- _Challenge_
Reproduce the part of the records below that starts with the line containing "of the distant" and runs through the end of the records, keeping every character unchanged.
**** Supplied information
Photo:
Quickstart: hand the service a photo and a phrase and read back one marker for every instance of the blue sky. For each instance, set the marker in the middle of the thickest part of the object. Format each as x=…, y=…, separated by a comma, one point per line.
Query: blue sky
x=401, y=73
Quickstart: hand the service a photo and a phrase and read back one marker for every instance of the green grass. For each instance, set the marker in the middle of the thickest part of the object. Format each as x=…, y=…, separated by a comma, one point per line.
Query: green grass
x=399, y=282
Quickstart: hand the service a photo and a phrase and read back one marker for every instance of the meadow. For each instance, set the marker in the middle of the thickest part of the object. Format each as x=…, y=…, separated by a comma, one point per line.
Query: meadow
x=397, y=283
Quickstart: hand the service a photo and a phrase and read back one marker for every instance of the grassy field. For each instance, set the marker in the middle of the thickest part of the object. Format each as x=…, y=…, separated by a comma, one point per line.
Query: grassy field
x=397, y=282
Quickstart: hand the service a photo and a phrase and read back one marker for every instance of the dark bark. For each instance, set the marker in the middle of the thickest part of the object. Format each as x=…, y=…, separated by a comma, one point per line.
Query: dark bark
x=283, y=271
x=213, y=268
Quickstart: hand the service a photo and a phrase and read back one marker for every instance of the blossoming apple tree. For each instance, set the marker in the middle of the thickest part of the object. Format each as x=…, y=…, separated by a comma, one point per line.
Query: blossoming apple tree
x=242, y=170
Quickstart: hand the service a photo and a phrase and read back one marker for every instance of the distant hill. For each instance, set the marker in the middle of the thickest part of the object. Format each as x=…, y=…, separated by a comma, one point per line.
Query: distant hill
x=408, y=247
********
- _The completed task_
Quickstart: hand the service a photo and a phrase and read back one marker for every instance of the distant hill. For each instance, set the marker in the middle of the thickest part of the object. Format each as x=…, y=…, separated by a comma, one point per line.
Query: distant hill
x=408, y=247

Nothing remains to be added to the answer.